** Start **

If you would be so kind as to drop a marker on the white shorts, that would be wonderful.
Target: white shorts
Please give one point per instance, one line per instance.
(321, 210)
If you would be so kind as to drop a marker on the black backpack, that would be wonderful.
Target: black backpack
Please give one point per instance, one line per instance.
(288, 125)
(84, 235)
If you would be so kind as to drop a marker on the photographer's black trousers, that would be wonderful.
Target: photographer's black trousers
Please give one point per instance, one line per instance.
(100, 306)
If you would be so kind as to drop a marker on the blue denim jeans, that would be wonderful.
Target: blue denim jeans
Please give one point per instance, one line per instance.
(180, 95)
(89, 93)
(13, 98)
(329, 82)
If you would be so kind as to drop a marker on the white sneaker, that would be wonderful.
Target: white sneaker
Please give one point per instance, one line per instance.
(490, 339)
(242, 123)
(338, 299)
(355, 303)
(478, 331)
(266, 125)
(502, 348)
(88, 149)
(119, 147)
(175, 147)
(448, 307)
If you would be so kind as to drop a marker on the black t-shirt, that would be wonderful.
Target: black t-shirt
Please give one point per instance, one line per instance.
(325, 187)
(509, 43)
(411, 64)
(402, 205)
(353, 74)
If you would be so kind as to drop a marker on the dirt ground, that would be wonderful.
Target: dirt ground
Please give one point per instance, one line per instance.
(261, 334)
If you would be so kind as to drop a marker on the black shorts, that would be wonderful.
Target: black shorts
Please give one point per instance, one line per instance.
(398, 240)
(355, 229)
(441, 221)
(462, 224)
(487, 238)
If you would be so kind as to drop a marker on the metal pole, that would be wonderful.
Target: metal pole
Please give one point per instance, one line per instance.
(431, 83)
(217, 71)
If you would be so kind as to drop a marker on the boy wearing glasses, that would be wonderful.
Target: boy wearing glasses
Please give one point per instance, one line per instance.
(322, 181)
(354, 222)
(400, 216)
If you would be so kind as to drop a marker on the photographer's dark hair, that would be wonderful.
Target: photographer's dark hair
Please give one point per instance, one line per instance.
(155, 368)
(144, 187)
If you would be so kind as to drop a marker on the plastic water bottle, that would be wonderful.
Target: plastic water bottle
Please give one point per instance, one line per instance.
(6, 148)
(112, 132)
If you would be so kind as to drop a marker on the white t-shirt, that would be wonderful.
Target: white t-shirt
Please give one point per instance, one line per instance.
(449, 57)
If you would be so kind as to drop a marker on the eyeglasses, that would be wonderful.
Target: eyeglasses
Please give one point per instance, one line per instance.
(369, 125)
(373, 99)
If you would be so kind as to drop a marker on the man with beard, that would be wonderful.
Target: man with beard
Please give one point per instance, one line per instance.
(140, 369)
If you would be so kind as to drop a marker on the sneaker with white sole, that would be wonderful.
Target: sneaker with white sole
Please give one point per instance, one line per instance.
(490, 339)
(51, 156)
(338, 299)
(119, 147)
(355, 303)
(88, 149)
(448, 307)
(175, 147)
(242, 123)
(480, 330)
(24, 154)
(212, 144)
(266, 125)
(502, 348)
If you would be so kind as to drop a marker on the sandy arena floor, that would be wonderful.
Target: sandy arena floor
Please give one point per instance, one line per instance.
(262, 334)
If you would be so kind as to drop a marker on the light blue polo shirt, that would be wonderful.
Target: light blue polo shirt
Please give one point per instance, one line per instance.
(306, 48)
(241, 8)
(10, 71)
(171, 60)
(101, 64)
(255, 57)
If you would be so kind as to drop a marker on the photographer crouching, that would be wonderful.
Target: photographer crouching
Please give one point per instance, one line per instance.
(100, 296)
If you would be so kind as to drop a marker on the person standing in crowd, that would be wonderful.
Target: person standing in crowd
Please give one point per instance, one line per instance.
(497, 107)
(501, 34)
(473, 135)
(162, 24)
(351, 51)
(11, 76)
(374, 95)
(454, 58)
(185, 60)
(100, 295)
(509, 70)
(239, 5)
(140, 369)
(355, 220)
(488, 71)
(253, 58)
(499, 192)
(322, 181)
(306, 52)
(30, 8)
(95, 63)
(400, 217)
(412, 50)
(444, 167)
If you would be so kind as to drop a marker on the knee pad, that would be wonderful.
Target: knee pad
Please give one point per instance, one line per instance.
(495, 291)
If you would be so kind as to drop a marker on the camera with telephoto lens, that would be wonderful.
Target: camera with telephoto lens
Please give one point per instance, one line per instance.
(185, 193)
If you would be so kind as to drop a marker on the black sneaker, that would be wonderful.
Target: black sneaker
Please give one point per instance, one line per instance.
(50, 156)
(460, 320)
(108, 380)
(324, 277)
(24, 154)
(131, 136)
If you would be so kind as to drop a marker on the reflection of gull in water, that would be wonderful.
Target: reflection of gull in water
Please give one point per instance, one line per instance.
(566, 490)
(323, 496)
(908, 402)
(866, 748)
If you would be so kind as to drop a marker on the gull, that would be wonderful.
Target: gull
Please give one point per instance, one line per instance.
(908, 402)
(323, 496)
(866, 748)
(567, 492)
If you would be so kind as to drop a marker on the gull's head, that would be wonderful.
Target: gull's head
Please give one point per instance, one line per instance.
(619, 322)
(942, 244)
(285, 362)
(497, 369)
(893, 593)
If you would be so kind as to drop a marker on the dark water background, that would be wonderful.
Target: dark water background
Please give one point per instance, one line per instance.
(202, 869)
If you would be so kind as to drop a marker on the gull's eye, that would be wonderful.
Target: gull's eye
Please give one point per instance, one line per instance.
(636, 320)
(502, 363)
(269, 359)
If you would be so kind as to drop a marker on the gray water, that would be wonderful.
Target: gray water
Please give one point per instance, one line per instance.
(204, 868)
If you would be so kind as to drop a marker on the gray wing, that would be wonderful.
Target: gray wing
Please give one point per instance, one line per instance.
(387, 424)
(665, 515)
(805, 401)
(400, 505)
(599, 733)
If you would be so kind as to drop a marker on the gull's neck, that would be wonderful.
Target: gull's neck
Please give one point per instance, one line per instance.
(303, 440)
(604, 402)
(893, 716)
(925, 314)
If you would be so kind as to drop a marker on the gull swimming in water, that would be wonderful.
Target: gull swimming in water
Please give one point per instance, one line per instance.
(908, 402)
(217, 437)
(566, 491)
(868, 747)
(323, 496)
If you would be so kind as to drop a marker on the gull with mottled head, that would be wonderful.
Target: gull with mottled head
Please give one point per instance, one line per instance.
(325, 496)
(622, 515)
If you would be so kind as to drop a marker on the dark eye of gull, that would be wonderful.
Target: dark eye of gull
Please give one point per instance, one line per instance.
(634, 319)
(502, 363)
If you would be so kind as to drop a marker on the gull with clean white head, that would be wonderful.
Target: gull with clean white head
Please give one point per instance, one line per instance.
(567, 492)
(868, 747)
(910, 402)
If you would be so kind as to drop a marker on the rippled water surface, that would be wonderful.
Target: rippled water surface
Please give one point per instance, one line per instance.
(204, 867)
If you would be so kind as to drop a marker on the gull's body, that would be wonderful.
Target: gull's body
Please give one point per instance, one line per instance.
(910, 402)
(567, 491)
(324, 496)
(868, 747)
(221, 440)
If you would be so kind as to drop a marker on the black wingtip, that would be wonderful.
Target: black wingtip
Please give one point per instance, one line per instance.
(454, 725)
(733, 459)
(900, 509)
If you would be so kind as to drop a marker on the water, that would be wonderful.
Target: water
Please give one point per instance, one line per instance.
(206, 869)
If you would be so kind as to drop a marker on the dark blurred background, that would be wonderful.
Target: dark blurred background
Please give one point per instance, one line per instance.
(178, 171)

** End **

Write an exact transcription of every entry above.

If you would be so kind as to drop a marker on the white shorts, that would be wonderful.
Target: white shorts
Please give one point per instance, one line per instance.
(321, 210)
If you would be so kind as to drop a marker on the black backpack, that would be wonderful.
Target: black backpack
Please give one point per instance, one line per instance.
(288, 125)
(84, 235)
If you would be so kind as to drop a marker on the photographer's black trousers, that would be wonderful.
Target: photographer's black trousers
Please give one point per instance, one line per instance.
(100, 306)
If you would be so kind as to drop a marker on the blue denim jeans, that would be wonderful.
Target: blue denim jeans
Please give one point per instance, one line per instance.
(180, 95)
(89, 93)
(13, 98)
(329, 82)
If you would be so kind as to drop a marker on the white sneaker, that would be wonderful.
Target: white sneaker
Please give one point per instance, one line per instance.
(490, 339)
(242, 123)
(338, 299)
(355, 303)
(478, 331)
(266, 125)
(502, 348)
(88, 149)
(119, 147)
(175, 147)
(448, 307)
If you would be so kind as to drop a marker on the black t-shirt, that would be wonderful.
Target: black t-shirt
Please give one point per instance, one line per instance.
(325, 187)
(509, 43)
(411, 64)
(402, 205)
(353, 74)
If you would be so kind as to drop a marker on the dirt ground, that would be wonderful.
Target: dirt ground
Please give one point per instance, one line per instance.
(261, 334)
If you would be so kind as to drop a marker on the black shorts, that would be wonderful.
Target: black shorts
Please give one point per instance, one line per instance.
(398, 240)
(355, 229)
(441, 221)
(462, 224)
(487, 238)
If you would be so kind as to drop a marker on the metal pole, that would be wonderful.
Target: metal pole
Please give one point per instance, one line per instance.
(431, 83)
(217, 71)
If you would be so kind as to drop a marker on the boy wearing glasses, that would be wonderful.
Target: boy wearing glasses
Please give one point per instance, one line per instance.
(322, 181)
(354, 222)
(400, 216)
If you would be so kind as to drop a marker on the photographer's dark hair, that would be wonderful.
Target: photographer's dark hair
Please give one point per instance, one line per instance.
(155, 368)
(144, 187)
If you would be so kind as to drop a marker on the plastic water bottle, that would be wonderful.
Target: plastic water bottle
Please give one point per instance, one line per instance.
(6, 148)
(112, 132)
If you would be so kind as to drop a marker on the white t-shirt, that would be wonderful.
Target: white t-shirt
Please give one point per instance, one line per instance.
(449, 57)
If you would be so kind as to drop a marker on the eyeglasses, that would be wonderful.
Target: eyeglasses
Please give one point per instance, one line per instance.
(369, 125)
(373, 99)
If you would be so kind as to drop a marker on the man with beard, that would be wonderful.
Target: man with beard
Please give one point per instance, one line per instance.
(140, 369)
If you would be so kind as to drop a marker on the sneaker with white sole, that would be wonderful.
Target: sneaker with white sole
Please give one point per instance, one line per instance.
(490, 339)
(51, 156)
(338, 299)
(119, 147)
(355, 303)
(88, 149)
(448, 307)
(175, 147)
(242, 123)
(480, 330)
(24, 154)
(212, 144)
(266, 125)
(502, 348)
If you would be so kind as to drop a marker on the sandy arena floor, that would be wonderful.
Target: sandy arena floor
Please give one point per instance, one line per instance.
(262, 334)
If you would be so kind as to drop a marker on the light blue polo shirt, that would be wonderful.
Target: light blue polo shirt
Please give one point per instance, one line per instance.
(306, 48)
(241, 8)
(10, 71)
(171, 60)
(101, 64)
(255, 57)
If you would be so kind as to drop a marker on the photographer crouching, that would be wonderful.
Target: photographer crouching
Please give one point per instance, one line per instance.
(100, 296)
If you would be so kind as to drop a marker on the person standing in crowd, that would be wonderful.
Target: person standing in crowd
Please give one point per instance, one line per instance.
(497, 107)
(501, 34)
(473, 135)
(162, 24)
(351, 51)
(11, 76)
(374, 95)
(454, 58)
(185, 60)
(100, 295)
(509, 70)
(239, 5)
(140, 369)
(355, 220)
(488, 71)
(253, 58)
(499, 192)
(322, 181)
(306, 52)
(30, 8)
(95, 63)
(400, 217)
(412, 50)
(444, 167)
If you would be so kind as to drop a marker on the knee pad, that would be wonderful.
Target: knee pad
Please give one point per instance, one line per instance.
(495, 291)
If you would be so kind as to drop a marker on the camera with telephoto lens, that would be wonderful.
Target: camera with telephoto lens
Please give one point per instance, one line per instance.
(185, 193)
If you would be so kind as to drop a marker on the black sneaker, that would be wonderful.
Target: black sneaker
Please give one point per instance, one line per instance.
(50, 156)
(460, 320)
(108, 380)
(324, 277)
(24, 154)
(131, 136)
If you would be so kind as to drop a marker on the reflection of gull in water, that would be wonderful.
Target: reflection of gull in water
Please give one point per instance, one line per instance.
(566, 490)
(323, 496)
(908, 402)
(866, 748)
If you would be so kind as to drop a marker on the gull, that would be wonderful.
Target: gull
Please give one point per instance, one line per instance.
(908, 402)
(323, 496)
(866, 748)
(567, 492)
If you would be so kind as to drop a marker on the gull's head, that would be wonderful.
Target: gull's head
Please give one point per instance, one line per instance.
(619, 322)
(942, 244)
(285, 362)
(497, 369)
(893, 593)
If you would be so kind as to drop a marker on the dark water background, that would be wonderful.
Target: dark water background
Please give one point per instance, one line per instance.
(202, 869)
If you would be so kind as to drop a marker on the gull's eye, that would be wonderful.
Target: gull's eye
Please give one point per instance, one line per instance.
(636, 320)
(502, 363)
(269, 359)
If you would be so kind as to drop a marker on the gray water, that would be wonderful.
Target: gray water
Please give one point per instance, one line per instance.
(204, 868)
If you would be so kind as to drop a marker on the gray wing, that would be wonderful.
Target: gray wing
Please give one point per instance, one line per instance.
(387, 424)
(665, 515)
(805, 401)
(400, 505)
(599, 733)
If you would be so kind as to drop a marker on the gull's neck, that would be wonderful.
Target: gull's neck
Please give one point per instance, one line per instance.
(303, 440)
(604, 402)
(893, 716)
(925, 314)
If you would be so kind as to drop a marker on the gull swimming in water, that would be wonderful.
Target: gull swimming in water
Please give one point per instance, one line per instance.
(908, 402)
(217, 437)
(566, 491)
(868, 747)
(323, 496)
If you would be so kind as to drop a marker on the gull with mottled head, that would be wonderful.
Target: gull with mottled head
Please give one point per instance, one line per instance.
(325, 496)
(622, 515)
If you would be so kind as to drop a marker on the dark eye of gull, that would be wonderful.
Target: dark eye of gull
Please give one point per instance, one line per instance.
(634, 319)
(502, 363)
If you would be so kind as to drop a marker on the gull with clean white head, that would be wonderful.
Target: gull with clean white head
Please give one point per instance, one line per instance.
(567, 492)
(868, 747)
(910, 402)
If you would be so kind as to drop a marker on the rippled water surface, that would be wonderful.
Target: rippled water surface
Please give one point per instance, one line per instance.
(204, 867)
If you would be so kind as to drop a marker on the gull's body, that would be wonderful.
Target: gull's body
Please give one point per instance, one line per instance.
(910, 402)
(567, 491)
(324, 496)
(868, 747)
(221, 440)
If you would be so kind as to drop a marker on the black wingtip, that would be wonderful.
Target: black wingtip
Please give one point per instance, one line per instance.
(454, 725)
(733, 459)
(900, 509)
If you would be so kind as to drop a marker on the water, that would be wonderful.
Target: water
Please give one point per instance, one line per instance.
(206, 869)
If you would be so kind as to drop a marker on the dark blurred background, that would be wonderful.
Target: dark blurred background
Please give one point per instance, one line per instance.
(178, 171)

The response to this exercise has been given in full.